Find "Where can the gray" in the data below; transcribe the line it appears on and each line after it, exactly, to the end, and nothing else.

-- Begin SUPPLIED MATERIAL --

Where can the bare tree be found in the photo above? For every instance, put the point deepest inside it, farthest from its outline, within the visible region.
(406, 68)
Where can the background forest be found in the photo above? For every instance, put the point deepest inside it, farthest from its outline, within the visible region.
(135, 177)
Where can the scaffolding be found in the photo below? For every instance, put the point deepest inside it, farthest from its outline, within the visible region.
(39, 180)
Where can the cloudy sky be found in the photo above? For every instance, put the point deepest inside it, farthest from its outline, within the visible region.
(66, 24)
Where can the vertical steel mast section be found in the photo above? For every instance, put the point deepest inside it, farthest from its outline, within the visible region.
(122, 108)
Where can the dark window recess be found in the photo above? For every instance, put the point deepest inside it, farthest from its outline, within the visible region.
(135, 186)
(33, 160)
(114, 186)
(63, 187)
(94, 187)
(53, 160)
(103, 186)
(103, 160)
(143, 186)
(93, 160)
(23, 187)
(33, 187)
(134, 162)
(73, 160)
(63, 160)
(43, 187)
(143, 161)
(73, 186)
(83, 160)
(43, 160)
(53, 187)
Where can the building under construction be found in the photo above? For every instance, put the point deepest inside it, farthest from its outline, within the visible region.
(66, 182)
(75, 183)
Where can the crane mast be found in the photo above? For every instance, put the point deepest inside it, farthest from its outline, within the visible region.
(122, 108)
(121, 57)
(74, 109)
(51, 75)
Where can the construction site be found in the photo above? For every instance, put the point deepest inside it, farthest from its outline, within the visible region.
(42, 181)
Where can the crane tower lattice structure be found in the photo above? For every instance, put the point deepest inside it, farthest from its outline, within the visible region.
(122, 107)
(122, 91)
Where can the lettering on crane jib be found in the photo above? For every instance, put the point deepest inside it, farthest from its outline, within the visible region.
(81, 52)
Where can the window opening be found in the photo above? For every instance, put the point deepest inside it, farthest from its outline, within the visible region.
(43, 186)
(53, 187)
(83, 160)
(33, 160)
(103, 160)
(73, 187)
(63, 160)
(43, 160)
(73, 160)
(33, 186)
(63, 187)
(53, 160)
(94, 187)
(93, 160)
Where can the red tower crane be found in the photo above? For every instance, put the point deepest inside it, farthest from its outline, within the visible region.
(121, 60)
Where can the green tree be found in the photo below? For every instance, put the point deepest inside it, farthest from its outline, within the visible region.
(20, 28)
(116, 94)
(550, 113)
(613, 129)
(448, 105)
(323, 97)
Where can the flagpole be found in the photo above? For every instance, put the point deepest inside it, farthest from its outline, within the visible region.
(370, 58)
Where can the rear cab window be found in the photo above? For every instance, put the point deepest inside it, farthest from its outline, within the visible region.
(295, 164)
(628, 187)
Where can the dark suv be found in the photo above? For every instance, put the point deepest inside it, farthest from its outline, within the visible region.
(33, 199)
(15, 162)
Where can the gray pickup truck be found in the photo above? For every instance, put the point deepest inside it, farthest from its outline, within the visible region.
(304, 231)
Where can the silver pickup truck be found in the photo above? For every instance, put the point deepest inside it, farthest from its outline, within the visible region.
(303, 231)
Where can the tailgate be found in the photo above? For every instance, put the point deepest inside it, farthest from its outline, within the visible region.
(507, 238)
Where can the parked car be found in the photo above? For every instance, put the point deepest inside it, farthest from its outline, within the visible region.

-- End SUPPLIED MATERIAL --

## CORRECT RESPONSE
Where can the gray pickup truck be found in the photo above? For every instance, put the point deepest inside it, farthest from its outline, within the visible region.
(304, 231)
Where can the silver pickup truck be found in the photo above? For every instance, put the point deepest inside it, farthest from its outline, within the visible region.
(303, 231)
Where can the tailgate be found in the photo above? For every instance, put the point deepest inside it, farthest from its outline, within the visible region.
(507, 238)
Where can the parked car be found in the photo above? For every instance, put the point deepest inside it, farthest from its outline, within the visible region.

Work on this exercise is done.